[Referring expression data]
•••••
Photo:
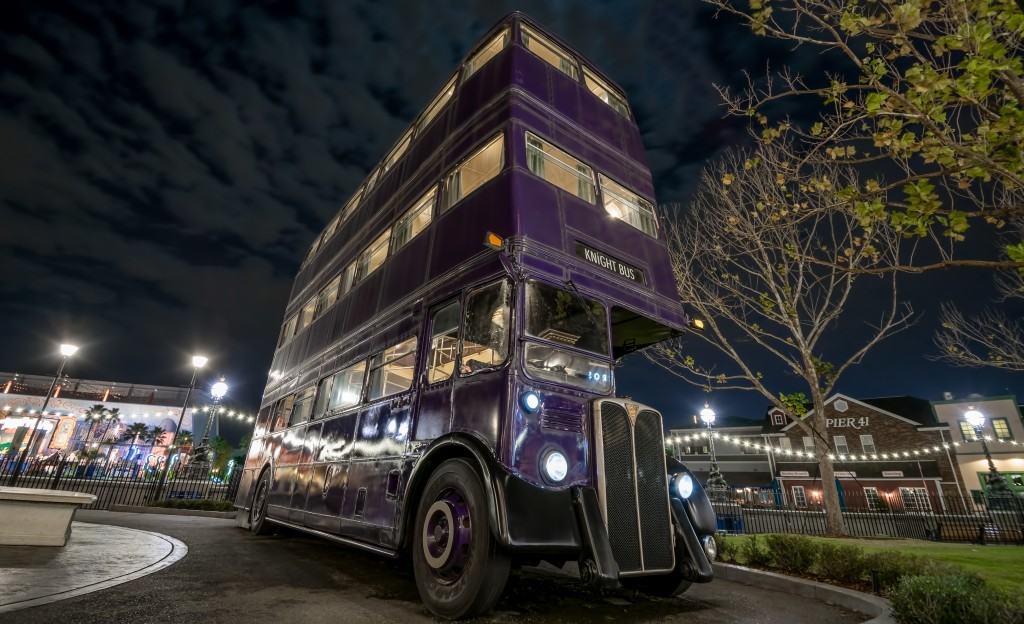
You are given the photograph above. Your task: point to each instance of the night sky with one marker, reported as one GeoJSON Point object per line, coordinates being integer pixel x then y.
{"type": "Point", "coordinates": [166, 165]}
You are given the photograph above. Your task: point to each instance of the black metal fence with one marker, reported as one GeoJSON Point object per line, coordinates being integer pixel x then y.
{"type": "Point", "coordinates": [910, 513]}
{"type": "Point", "coordinates": [121, 483]}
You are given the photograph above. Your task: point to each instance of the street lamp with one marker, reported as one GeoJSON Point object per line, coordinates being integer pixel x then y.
{"type": "Point", "coordinates": [996, 485]}
{"type": "Point", "coordinates": [198, 362]}
{"type": "Point", "coordinates": [67, 350]}
{"type": "Point", "coordinates": [718, 489]}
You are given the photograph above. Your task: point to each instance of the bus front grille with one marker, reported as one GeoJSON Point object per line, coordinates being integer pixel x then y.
{"type": "Point", "coordinates": [633, 486]}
•••••
▶ _YOUR GOAL_: Output only the lines running from the line with "of the night" through the final line of the data, inclusive.

▶ _EXERCISE SOLUTION_:
You are given the photograph above. Your task: point to each instance of the night sky with one marker, reported as one GeoJSON Point object per line, coordinates being integer pixel x then y.
{"type": "Point", "coordinates": [166, 165]}
You are given the photograph above. Your task: point to each instance of the black metal fence with one marker, reported as one GeoJSON Point object per line, coordinates being integer pixel x then y.
{"type": "Point", "coordinates": [910, 513]}
{"type": "Point", "coordinates": [121, 483]}
You are given the photograph above. Your task: point to each instance of the street lamp with one marker, reported as one GeoJSON Point object per line, coordinates being integer pixel x then y.
{"type": "Point", "coordinates": [996, 485]}
{"type": "Point", "coordinates": [198, 362]}
{"type": "Point", "coordinates": [67, 350]}
{"type": "Point", "coordinates": [718, 489]}
You are given the photograph above. Your task: point to each instance of the bus front grille with one marker, reported as one GeoJSON Point object per line, coordinates being integer pixel x then y.
{"type": "Point", "coordinates": [633, 486]}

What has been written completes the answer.